▸ Exercise objective: Your task is to repeat the entries word for word while leaving out the pictures.

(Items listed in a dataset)
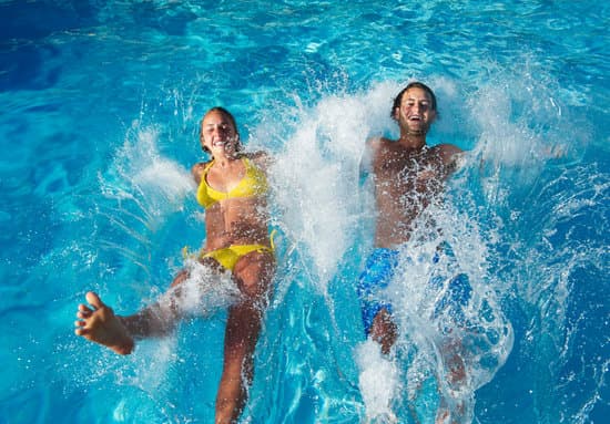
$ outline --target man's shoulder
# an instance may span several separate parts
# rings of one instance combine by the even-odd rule
[[[455,144],[449,144],[449,143],[437,144],[431,148],[434,152],[436,152],[438,155],[443,157],[450,157],[450,156],[457,155],[458,153],[464,152],[461,148],[459,148]]]
[[[370,137],[366,141],[367,146],[374,151],[389,148],[394,143],[394,141],[382,136]]]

▸ Answer for this exercise:
$ outline --target man's shoulder
# an instance may span several separate parts
# rings of one instance combine by the even-odd rule
[[[455,144],[449,144],[449,143],[437,144],[431,148],[434,152],[436,152],[438,155],[443,157],[450,157],[450,156],[457,155],[458,153],[464,152],[461,148],[459,148]]]
[[[370,137],[366,141],[367,146],[374,151],[389,148],[394,143],[394,141],[382,136]]]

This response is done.